> _Passage shown_:
* * * * *
Three months later, LeBlanc was summoned by counsel for a codefendant to attend a probable cause hearing in the Fitch-burg District Court. She arrived there, found defense counsel for the codefendant, and spoke with him. “She, for one reason or another, wound up sitting in a courtroom in the [Fitch-burg] District Court.” At some point, the defendant and a co-defendant, Du Le, were in the courtroom handcuffed and shackled together. LeBlanc had the opportunity to watch them for more than an hour. There was no other African-American man in the courtroom who was in handcuffs or under any visible restraints.

“At no time while she was in the [Fitchburg] courthouse did Ms. LeBlanc have any contact with the district attorney or police officials, and neither the district attorney nor the police in any way, shape or form orchestrated, planned, assisted in facilitating, or otherwise participated in the observations that Ms. LeBlanc made of the defendant and Mr. Du Le on [this] occasion.”

In the first week of February (the month of the trial), “LeBlanc was summonsed [by the Commonwealth] to this court in connection with a suppression hearing ... in courtroom 18.” The only means of entry to courtroom 18 is to take a person in custody down a hallway past anybody who happens to be sitting in the hall or waiting to testify in a proceeding.

“LeBlanc was seated in the hallway on two occasions when she saw the defendant, Mr. Jones, again shackled to Mr. Du Le, brought into the courtroom. Once again the district attorney did not tell her to sit there. The district attorney did not point out to her anybody [whom] she should look at. The district attorney did not facilitate, attempt to facilitate, aid or participate in assisting in any identification or procedures or opportunities for observation that Ms. LeBlanc had under those circumstances. Once again, however, the defendant, Mr. Jones, was the only black person in shackles that she saw that day, and once again, Mr. Jones was shackled to Mr. Le, a Vietnamese person.” When LeBlanc testified at the suppression hearing, she saw Le and Jones sitting at counsel table, *103not in shackles, but clearly the object of the courtroom proceeding.

Both the confrontation at the Fitchburg District Court and the confrontation at the Worcester courthouse in the first week of February “were accidental in the sense that the Commonwealth played no part in arranging or assisting in arranging those encounters. They were not in sum and in essence confrontations at all as that term is used as a term of art in decided cases.”
* * * * *
> _Supplied information_:
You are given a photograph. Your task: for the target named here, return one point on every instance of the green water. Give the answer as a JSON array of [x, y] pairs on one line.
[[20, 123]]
* * * * *
> _Required work_:
(1) In the court passage, rewrite the part starting with "In the first week of February (the" and going on through "in a proceeding.", changing "courtroom 18" to "courtroom 12".
(2) Based on the court passage, do these statements agree with it? Answer yes or no for each, and quote the deciding words. (a) LeBlanc watched the defendant and Du Le in the Fitchburg courtroom for more than an hour. (b) The district attorney told LeBlanc to sit in the hallway outside courtroom 18. (c) At the suppression hearing, Le and Jones sat at counsel table in shackles.

> _Solutions below_:
(1)
In the first week of February (the month of the trial), “LeBlanc was summonsed [by the Commonwealth] to this court in connection with a suppression hearing ... in courtroom 12.” The only means of entry to courtroom 12 is to take a person in custody down a hallway past anybody who happens to be sitting in the hall or waiting to testify in a proceeding.

(2)
(a) Yes: "LeBlanc had the opportunity to watch them for more than an hour."
(b) No: "Once again the district attorney did not tell her to sit there."
(c) No: "not in shackles, but clearly the object of the courtroom proceeding."